#### [Do this]
Everything from the line that contains "Practice step: label each instance of the car hood" through the final line of the records should be written out exactly, and nothing outside that span.

[BEGIN]

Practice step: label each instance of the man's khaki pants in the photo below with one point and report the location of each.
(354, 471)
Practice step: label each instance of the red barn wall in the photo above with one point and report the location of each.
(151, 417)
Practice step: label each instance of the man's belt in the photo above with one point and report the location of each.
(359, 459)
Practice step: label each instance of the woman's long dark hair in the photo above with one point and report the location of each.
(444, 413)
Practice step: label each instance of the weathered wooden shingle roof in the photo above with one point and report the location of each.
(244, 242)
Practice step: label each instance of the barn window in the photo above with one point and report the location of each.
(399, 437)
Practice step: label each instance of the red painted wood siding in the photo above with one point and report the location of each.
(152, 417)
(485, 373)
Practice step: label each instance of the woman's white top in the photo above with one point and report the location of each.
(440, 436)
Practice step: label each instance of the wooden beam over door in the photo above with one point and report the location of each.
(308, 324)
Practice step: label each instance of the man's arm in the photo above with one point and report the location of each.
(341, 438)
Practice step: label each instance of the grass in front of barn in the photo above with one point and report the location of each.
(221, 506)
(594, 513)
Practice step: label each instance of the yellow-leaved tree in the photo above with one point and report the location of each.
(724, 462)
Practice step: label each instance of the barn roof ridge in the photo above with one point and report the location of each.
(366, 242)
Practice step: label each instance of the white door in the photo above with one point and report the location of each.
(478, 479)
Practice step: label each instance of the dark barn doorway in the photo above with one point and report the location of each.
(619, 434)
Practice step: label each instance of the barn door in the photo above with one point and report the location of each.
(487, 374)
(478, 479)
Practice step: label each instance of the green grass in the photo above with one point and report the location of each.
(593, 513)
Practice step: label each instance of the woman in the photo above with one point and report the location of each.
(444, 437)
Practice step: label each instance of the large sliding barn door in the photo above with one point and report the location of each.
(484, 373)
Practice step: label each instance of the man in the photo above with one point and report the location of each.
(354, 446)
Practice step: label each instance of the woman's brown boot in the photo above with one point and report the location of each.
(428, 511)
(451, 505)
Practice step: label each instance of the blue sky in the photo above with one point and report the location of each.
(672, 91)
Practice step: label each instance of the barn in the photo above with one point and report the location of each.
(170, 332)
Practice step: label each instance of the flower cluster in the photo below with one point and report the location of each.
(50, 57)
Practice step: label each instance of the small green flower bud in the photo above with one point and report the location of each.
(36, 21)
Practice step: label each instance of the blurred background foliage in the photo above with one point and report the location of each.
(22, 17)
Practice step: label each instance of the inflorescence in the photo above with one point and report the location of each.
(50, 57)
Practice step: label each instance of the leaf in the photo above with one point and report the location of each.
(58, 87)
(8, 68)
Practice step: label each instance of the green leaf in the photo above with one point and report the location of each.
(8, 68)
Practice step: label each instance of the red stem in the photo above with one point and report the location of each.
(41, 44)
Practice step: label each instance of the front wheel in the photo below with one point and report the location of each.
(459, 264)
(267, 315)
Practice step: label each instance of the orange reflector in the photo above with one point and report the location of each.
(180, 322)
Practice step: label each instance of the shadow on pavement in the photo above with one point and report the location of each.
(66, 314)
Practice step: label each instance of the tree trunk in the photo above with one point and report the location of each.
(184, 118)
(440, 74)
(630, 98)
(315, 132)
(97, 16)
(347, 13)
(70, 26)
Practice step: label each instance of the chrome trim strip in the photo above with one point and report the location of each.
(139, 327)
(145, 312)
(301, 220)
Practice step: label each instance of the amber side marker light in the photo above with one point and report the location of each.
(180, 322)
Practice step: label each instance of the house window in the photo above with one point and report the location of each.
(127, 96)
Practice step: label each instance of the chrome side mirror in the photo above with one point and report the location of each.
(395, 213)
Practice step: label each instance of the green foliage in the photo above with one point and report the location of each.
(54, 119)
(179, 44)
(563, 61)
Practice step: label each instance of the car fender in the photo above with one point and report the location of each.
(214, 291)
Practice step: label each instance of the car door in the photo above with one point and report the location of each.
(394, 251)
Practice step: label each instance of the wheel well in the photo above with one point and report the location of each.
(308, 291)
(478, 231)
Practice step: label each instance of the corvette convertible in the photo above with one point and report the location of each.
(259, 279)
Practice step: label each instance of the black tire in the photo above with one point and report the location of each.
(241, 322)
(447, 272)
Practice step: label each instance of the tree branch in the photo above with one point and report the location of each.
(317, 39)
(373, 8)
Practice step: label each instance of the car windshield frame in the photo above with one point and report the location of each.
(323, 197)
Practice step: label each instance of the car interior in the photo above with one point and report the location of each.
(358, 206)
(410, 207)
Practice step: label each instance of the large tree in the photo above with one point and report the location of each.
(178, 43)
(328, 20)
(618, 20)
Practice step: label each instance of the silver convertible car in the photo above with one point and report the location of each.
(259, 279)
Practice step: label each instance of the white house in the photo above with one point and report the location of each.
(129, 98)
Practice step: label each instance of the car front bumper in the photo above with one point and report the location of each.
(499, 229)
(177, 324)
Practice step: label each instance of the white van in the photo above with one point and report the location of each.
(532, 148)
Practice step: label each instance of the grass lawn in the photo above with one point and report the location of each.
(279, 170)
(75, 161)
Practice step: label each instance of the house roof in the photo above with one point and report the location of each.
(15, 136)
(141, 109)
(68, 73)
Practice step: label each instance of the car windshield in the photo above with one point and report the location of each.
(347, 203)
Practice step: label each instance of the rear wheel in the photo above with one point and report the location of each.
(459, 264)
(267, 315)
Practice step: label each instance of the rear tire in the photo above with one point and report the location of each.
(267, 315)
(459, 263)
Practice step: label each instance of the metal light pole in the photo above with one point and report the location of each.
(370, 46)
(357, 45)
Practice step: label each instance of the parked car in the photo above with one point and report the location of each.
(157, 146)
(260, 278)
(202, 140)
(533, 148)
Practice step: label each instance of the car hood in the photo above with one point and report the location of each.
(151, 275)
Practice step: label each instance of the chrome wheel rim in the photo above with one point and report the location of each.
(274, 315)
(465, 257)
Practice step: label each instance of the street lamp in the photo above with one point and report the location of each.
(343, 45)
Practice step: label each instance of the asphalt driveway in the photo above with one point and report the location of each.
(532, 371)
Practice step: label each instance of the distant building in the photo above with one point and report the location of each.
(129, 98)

[END]

#### [Result of the task]
Practice step: label each instance of the car hood in the photo above with one point and report the location of each.
(151, 275)
Practice step: label each instance of the chrome wheel rim in the photo above with one point and report the location of each.
(274, 315)
(465, 257)
Practice step: label each instance of the street lamp in the photo above with one point and report the location of each.
(343, 45)
Practice step: label each instance of the asphalt driveway in the photo above with one point and report the location of each.
(532, 371)
Practice step: label each instance of the distant building in the photo above with one point and report the location of each.
(129, 98)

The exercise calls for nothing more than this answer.